Extrait choisi:
+ + + + + + +

Une nuit de Noël au Saint Sépulcre | Custodia Terrae Sanctae

Une nuit de Noël au Saint Sépulcre

En Terre Sainte, la nuit de Noël de nombreux chrétiens vivent les célébrations loin de Bethléem. C’est pourtant toujours Noël, comme a voulu le souligner le pape Benoît XVI avec la crèche de la place Saint-Pierre installée dans une maison et non pas, comme traditionnellement, dans la grotte de Bethléem, afin de montrer que « Jésus peut naître partout ».

Pour les journalistes, c’est la course à la nouveauté : que va-t-on dire d’original une fois qu’on saura le nombre de pèlerins présents ?
Pour la chronique de la Custodie, la question est la même. Alors cette année, j’ai voulu vivre une autre réalité custodiale. C’est pourquoi j’ai passé la nuit de Noël au Saint-Sépulcre avec la fraternité franciscaine de la basilique de la Résurrection.
Habituellement, les frères sont ici au nombre de dix. Cette nuit aussi ils sont dix. Tandis que deux frères sont absents - l’un s’est rendu à Bethléem, l’autre a une semaine de vacances - deux autres les ont rejoints : frère Cristoforo de la fraternité de Saint-Sauveur est venu conduire le chant, frère George est venu de… Bethléem pour jouer de l’orgue.

Frère George me confie « Ici ou là , c’est pareil pour moi, Noël est Noël . Et il n’y a personne d’autre pour jouer. Même à Bethléem, je n’ai pas toujours passé la nuit à la Basilique mais parfois à l’Université avec le Nonce apostolique ».
Frère Vittorio avec qui je discute de ce que nous allons vivre me dit : « C’est la première fois que je vis Noël au Saint-Sépulcre, c’est un Noël très différent, je pense qu’il sera aussi très émouvant. Le mystère de chacune des deux basiliques se répond, s’il n’y a pas la naissance, il n’y a pas la résurrection. Mais s’il n’y a pas la résurrection, selon les paroles de saint Paul : « vaine est notre foi ». Alors, célébrer Noël et célébrer Noël dans cette autre « grotte » qu’est le tombeau, c’est forcément un moment intense. »

La communauté a soupé de bonne heure, 18h00, dans son réfectoire décoré aux couleurs de la fête. Après le dîner, les frères se sont retrouvés dans la salle de communauté pour répéter les antiennes de la fête qu’ils chanteront cette nuit. Pendant ce temps, les portes du Saint-Sépulcre se fermaient sur eux comme tous les soirs. Mais alors qu’elles s’ouvrent habituellement à 3h30 (4h30 l’été), elles ne s’ouvriront le 25 décembre qu’à 8h30, comme pour la fête de la Présentation de Jésus au Temple.

+ + + + + + +

Données fournies:
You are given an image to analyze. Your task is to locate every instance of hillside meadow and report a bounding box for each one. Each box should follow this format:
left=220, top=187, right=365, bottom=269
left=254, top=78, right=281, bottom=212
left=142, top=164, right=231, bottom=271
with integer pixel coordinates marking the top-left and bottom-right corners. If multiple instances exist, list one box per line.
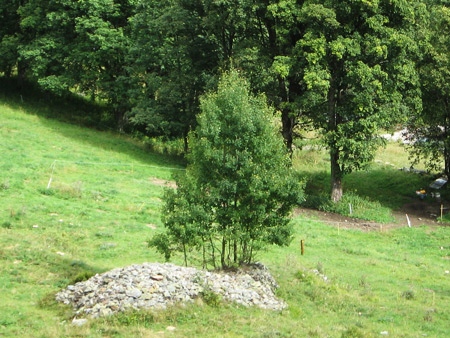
left=0, top=93, right=450, bottom=337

+ + + + + + +

Consignes:
1. Dans le récit sur Noël au Saint-Sépulcre, à quelle heure les portes de la basilique s'ouvriront-elles le 25 décembre ?
2. Écrivez la suite du récit sur Noël au Saint-Sépulcre, après sa dernière phrase.
Les lignes n'ont aucun lien avec le récit sur Noël au Saint-Sépulcre.

Réponses aux exercices:
1. À 8h30.

2.
Pour l’heure, il est 20 h 45, les frères sont allés se reposer avant la nuit. Quelques rumeurs de la nuit parviennent jusque dans le couvent dont celles des pétards qui font partie de la fête. La messe de la nuit sera à minuit. En attendant l’office, je fais les cent pas dans la galerie, ce balcon qui domine l’édicule du Tombeau. En contrebas, c’est désert et magnifique. Le silence est impressionnant.
23 h15. Je descends pour la messe, les prêtres s’habillent, les sacristains s’affèrent. Tout est préparé comme pour les solennités, tapis, chandeliers, ambon, fauteuil du célébrant principal, encens. La messe aura lieu dans la chapelle de l’Ange dans l’édicule. À 23 h 30 l’orgue retentit. C’est l’invitatoire de l’office des lectures qui est dit dans la chapelle des Apparitions dite du Saint Sacrement. L’office est entièrement chanté et accompagné à l’orgue.

À Bethléem, on peut croire que la liturgie participe à un décorum qui sied bien à une retransmission télévisée. Ici, tout le trésor de la liturgie se déploie pour ce qu’il est : une manifestation d’amour à Dieu seul. Je ne suis pas bouleversée par la qualité du chant, je le suis d’être plus proche du mystère de Noël, de la solitude de Joseph et Marie dans la crèche. Les Arméniens chantent leur office habituel durant l’office des lectures sans que les voix ne rivalisent.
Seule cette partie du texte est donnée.